**Dataset records**
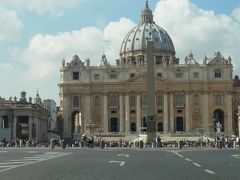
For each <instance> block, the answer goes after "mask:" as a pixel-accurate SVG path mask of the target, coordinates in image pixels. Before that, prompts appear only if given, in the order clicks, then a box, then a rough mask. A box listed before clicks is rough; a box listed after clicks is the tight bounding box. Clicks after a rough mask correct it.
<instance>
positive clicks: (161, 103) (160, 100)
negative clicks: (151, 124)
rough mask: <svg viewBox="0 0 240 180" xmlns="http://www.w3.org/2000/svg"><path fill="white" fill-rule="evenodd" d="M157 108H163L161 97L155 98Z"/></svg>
mask: <svg viewBox="0 0 240 180" xmlns="http://www.w3.org/2000/svg"><path fill="white" fill-rule="evenodd" d="M157 106H163V98H162V96H161V95H158V96H157Z"/></svg>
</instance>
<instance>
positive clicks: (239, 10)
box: [232, 8, 240, 22]
mask: <svg viewBox="0 0 240 180" xmlns="http://www.w3.org/2000/svg"><path fill="white" fill-rule="evenodd" d="M232 16H233V17H234V18H235V19H236V20H237V21H238V22H240V8H236V9H234V10H233V11H232Z"/></svg>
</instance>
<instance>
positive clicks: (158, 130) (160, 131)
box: [157, 122, 163, 132]
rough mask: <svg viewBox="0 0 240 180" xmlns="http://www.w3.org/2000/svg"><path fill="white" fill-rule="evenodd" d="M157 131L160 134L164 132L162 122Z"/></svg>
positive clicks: (160, 122) (157, 129)
mask: <svg viewBox="0 0 240 180" xmlns="http://www.w3.org/2000/svg"><path fill="white" fill-rule="evenodd" d="M157 130H158V132H163V123H162V122H159V123H158V125H157Z"/></svg>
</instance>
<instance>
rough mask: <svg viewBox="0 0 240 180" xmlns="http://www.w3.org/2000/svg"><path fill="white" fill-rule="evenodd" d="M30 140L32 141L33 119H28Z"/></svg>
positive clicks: (28, 117)
mask: <svg viewBox="0 0 240 180" xmlns="http://www.w3.org/2000/svg"><path fill="white" fill-rule="evenodd" d="M28 118H29V119H28V140H30V141H31V140H32V123H33V117H32V116H29V117H28Z"/></svg>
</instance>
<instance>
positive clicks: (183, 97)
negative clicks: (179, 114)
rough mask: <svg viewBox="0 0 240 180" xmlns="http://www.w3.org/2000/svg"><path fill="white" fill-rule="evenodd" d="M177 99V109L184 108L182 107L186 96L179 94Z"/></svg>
mask: <svg viewBox="0 0 240 180" xmlns="http://www.w3.org/2000/svg"><path fill="white" fill-rule="evenodd" d="M175 98H176V99H175V105H176V106H177V107H182V106H184V96H183V95H181V94H178V95H176V97H175Z"/></svg>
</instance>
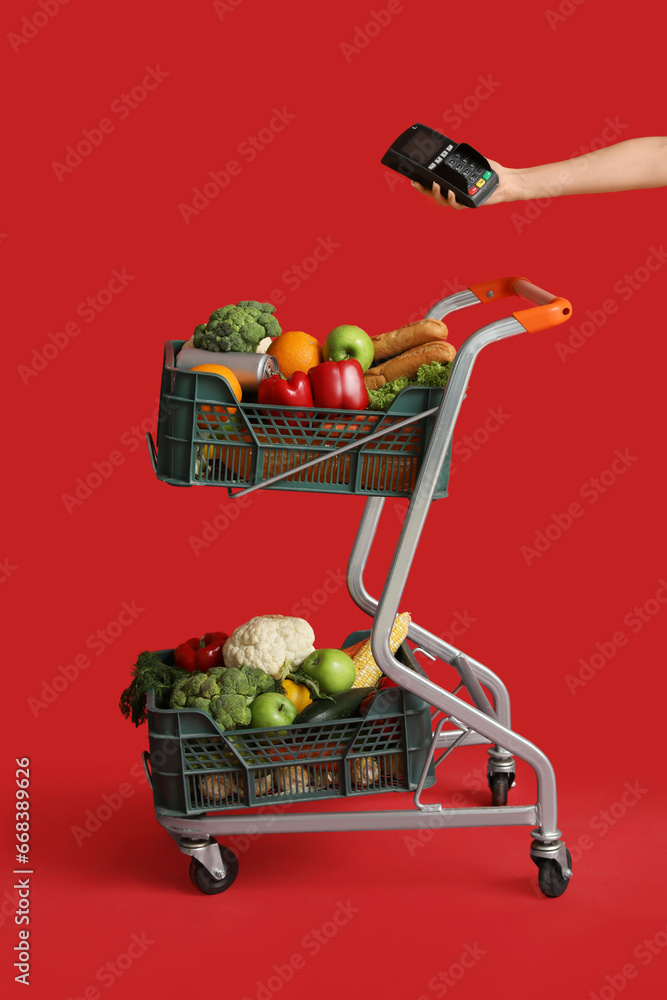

**Description of the task**
Gather every line in the records above that contains the string "clicks" and reproduce each such line in full, in its original order.

**Task solution**
For each <instance> block, the answer goes after "mask:" as a pixel-accurate SVG path mask of the target, coordinates in image pixels. Before that, prompts appear only if given, in the order clicks, then a box, then a rough mask. A box listed before clicks is rough; a box listed after clicks is the tight bounding box. Clicks after a rough mask correct it.
positive clicks: (161, 103) (160, 100)
negative clicks: (151, 124)
positive clicks: (239, 10)
positive clicks: (158, 130) (160, 131)
positive clicks: (160, 122) (157, 129)
positive clicks: (28, 117)
positive clicks: (183, 97)
negative clicks: (179, 114)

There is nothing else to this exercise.